Consigne a
Repérez dans les enregistrements chaque ligne qui contient la chaîne « distant », en respectant la casse, puis recopiez-la.

Extrait choisi
Overblog
Editer l'article Suivre ce blog Administration + Créer mon blog
19 octobre 2015 1 19 /10 /octobre /2015 14:52
Mourad Ouchichi

Mourad Ouchichi

- La hausse de la consommation ces dernières années, celle des salaires et des dépenses, l’acquisition des biens de consommations durables nous donnent-ils une idée précise sur le profil de la classe moyenne algérienne ?

Nous croyons que le concept de classe n’est pas vraiment adéquat pour ce qui est de l’Algérie, nous lui préférons de loin le terme de couches sociales. Pourquoi ? L’Algérie n’est pas dans un système capitaliste dans lequel la création de richesses et l’accumulation du capital provient du travail. Elle n’était pas non plus socialiste jusqu’à la fin des années 1980. C’est pourquoi il est plus judicieux de parler d’une économie administrée pour ce qui est de la période anté-1980, et de l’économie semi-administrée de 1989 à nos jours.

Consigne b
Reprenez le passage de l'extrait compris entre « - La hausse » et « moyenne algérienne ? », bornes incluses, en y substituant « bourgeoisie » à « classe moyenne ».

[Quelques enregistrements]
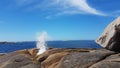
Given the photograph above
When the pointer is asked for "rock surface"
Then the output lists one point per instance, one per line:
(61, 58)
(110, 38)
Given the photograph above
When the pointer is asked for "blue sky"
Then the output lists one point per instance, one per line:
(23, 20)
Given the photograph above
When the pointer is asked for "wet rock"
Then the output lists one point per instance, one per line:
(112, 61)
(61, 58)
(84, 60)
(110, 38)
(19, 59)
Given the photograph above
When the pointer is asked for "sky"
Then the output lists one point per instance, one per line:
(24, 20)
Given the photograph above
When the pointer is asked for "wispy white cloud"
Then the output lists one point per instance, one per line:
(61, 7)
(77, 7)
(45, 35)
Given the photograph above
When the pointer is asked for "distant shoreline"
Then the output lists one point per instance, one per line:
(7, 42)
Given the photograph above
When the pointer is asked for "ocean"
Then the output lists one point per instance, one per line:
(6, 48)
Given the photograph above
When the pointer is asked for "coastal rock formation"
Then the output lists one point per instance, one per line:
(61, 58)
(110, 38)
(19, 59)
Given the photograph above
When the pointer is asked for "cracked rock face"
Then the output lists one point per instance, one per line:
(110, 38)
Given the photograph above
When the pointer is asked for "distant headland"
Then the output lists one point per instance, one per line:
(7, 42)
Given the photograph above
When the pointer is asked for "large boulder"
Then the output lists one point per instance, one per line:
(110, 38)
(20, 59)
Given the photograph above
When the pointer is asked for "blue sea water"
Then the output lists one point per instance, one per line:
(6, 48)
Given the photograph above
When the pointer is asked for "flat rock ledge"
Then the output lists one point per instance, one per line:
(61, 58)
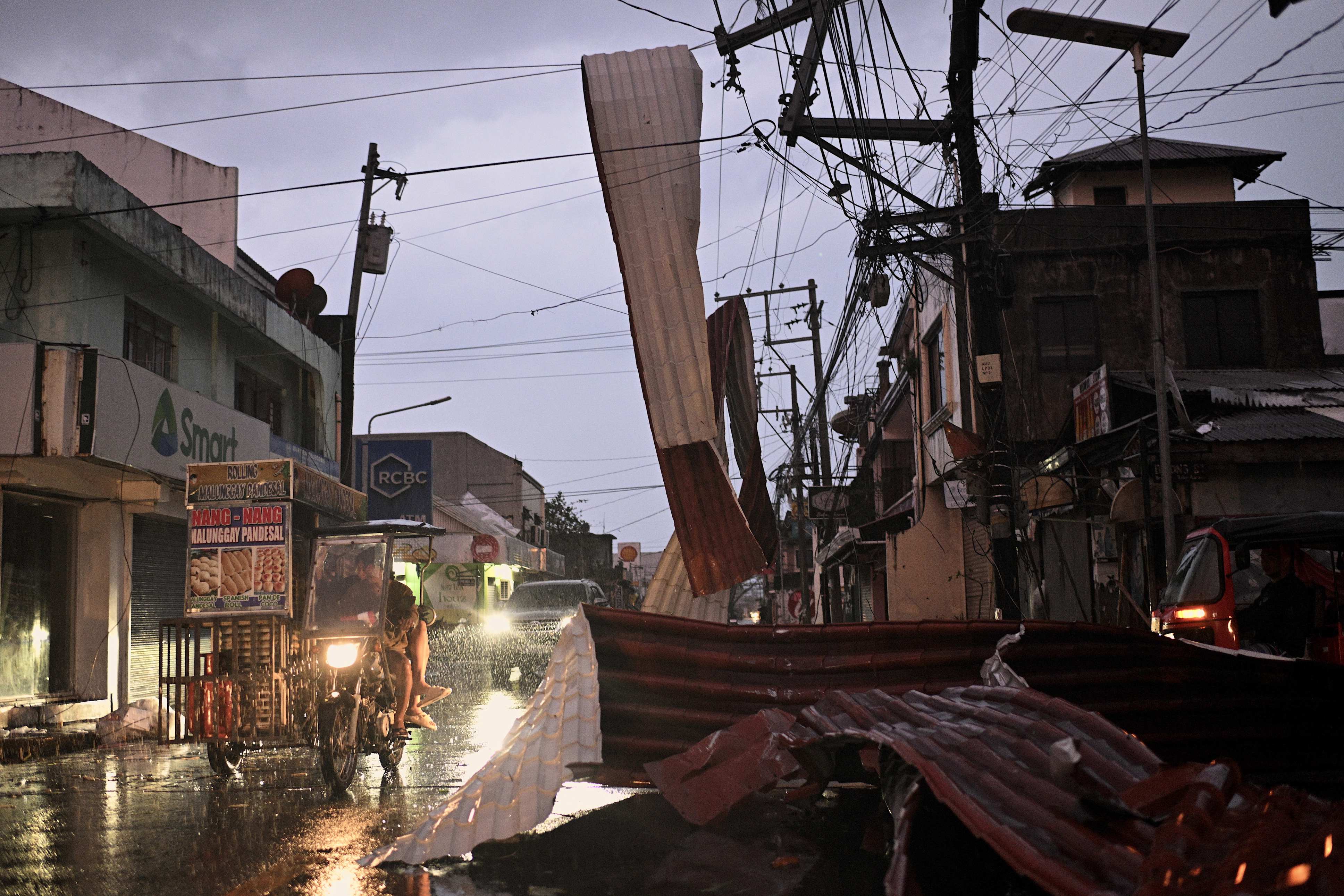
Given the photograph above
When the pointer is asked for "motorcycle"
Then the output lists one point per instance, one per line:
(343, 629)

Réponse a
When the pointer is asked for "distant shoreline"
When the pointer is asked for "distant headland"

Réponse b
- La hausse de la consommation ces dernières années, celle des salaires et des dépenses, l’acquisition des biens de consommations durables nous donnent-ils une idée précise sur le profil de la bourgeoisie algérienne ?